(Coordinate annotation records)
______________________________

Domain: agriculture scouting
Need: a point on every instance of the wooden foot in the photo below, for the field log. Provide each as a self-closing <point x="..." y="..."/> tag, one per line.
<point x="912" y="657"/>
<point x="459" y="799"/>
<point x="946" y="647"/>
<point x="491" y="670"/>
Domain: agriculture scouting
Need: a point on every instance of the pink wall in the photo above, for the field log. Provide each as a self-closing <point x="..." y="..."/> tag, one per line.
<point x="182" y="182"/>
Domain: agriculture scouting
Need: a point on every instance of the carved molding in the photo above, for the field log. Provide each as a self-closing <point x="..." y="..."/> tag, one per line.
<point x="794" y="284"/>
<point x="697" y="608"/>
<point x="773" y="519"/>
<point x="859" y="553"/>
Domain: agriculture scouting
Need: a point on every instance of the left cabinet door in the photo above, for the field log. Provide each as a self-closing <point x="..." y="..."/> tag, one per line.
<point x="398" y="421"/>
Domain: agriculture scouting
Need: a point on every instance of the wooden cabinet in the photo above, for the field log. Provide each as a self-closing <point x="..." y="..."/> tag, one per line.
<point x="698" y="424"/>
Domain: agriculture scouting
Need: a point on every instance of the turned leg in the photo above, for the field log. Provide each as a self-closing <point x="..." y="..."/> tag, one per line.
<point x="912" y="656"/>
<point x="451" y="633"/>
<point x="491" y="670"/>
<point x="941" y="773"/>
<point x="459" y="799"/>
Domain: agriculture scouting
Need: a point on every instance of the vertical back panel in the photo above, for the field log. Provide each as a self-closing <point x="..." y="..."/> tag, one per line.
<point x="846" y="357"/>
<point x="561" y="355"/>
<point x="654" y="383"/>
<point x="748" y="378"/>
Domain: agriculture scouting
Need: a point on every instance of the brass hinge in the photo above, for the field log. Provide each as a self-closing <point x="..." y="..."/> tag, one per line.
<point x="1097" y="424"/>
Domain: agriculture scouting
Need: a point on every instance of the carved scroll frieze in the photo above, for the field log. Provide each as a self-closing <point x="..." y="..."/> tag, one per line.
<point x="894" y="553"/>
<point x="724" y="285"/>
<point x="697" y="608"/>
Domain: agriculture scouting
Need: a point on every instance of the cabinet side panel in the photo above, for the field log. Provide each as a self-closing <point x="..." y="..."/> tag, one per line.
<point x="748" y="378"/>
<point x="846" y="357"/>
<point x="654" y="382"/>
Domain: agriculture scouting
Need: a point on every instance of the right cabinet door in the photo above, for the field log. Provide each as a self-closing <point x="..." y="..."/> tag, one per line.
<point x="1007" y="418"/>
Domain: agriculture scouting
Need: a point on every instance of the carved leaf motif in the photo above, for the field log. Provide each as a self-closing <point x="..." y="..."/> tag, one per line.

______________________________

Print the listing above in full, exactly as it is.

Domain: agriculture scouting
Need: a point on every instance of the wooden foot in the photo below, for the field log. Provide each as a self-closing <point x="..." y="..."/> tag, one per line.
<point x="912" y="657"/>
<point x="459" y="799"/>
<point x="946" y="647"/>
<point x="491" y="670"/>
Domain: agriculture scouting
Need: a point on every instance of the pink wall in the photo above, for the field log. Provide each as a self-closing <point x="..." y="..."/> tag, one per line.
<point x="182" y="182"/>
Domain: agriculture scouting
Need: a point on every instance of the carved molding in the photo above, for the field log. Provide each as a self-closing <point x="..." y="..."/> tag, one per line.
<point x="794" y="284"/>
<point x="697" y="608"/>
<point x="773" y="519"/>
<point x="859" y="553"/>
Domain: agriculture scouting
Need: a point on every instance of the left cabinet door in the photo above, for the field log. Provide each as a self-closing <point x="..." y="..."/> tag, one per line.
<point x="398" y="421"/>
Domain: agriculture scouting
Need: a point on every instance of the wooden cabinet in the photo above, for the field log. Provide each as a self-closing <point x="..." y="..."/> tag, one per line.
<point x="698" y="424"/>
Domain: agriculture scouting
Need: a point on every instance of the turned leg in the photo above, for the field log. Provide each as a self-closing <point x="..." y="..."/> tag, one per line.
<point x="912" y="656"/>
<point x="451" y="633"/>
<point x="491" y="670"/>
<point x="941" y="773"/>
<point x="459" y="799"/>
Domain: agriculture scouting
Need: a point on every instance of the vertical back panel in the photo above, for the field log. Provide each as a self-closing <point x="..." y="..."/> tag, one per line.
<point x="846" y="357"/>
<point x="561" y="355"/>
<point x="654" y="383"/>
<point x="748" y="378"/>
Domain: agriculture scouting
Need: a point on every instance of the brass hinge in the photo above, for the field log. Provide each as a self-closing <point x="..." y="..."/> tag, one per line.
<point x="1097" y="424"/>
Domain: agriculture scouting
Need: a point on every instance of the carved scroll frieze in the photo above, for the field log. Provide each as a self-closing <point x="..." y="..."/> tag, one per line.
<point x="894" y="553"/>
<point x="724" y="285"/>
<point x="697" y="608"/>
Domain: agriculture scouting
Need: a point on every instance of the cabinet side panel in the photo above, for the field log. Provide each as a self-closing <point x="..." y="..."/> tag, one per line.
<point x="748" y="378"/>
<point x="846" y="357"/>
<point x="654" y="382"/>
Domain: agriculture scouting
Need: a point on every instance of the right cabinet door in the photo above, for the field log. Provide each as a self-closing <point x="..." y="..."/> tag, one per line.
<point x="1007" y="418"/>
Domain: agriculture scouting
Need: a point on every instance of the carved leaf motif in the photo above, for the field log. Provide each as a self-closing <point x="..." y="..."/> tag, one per line.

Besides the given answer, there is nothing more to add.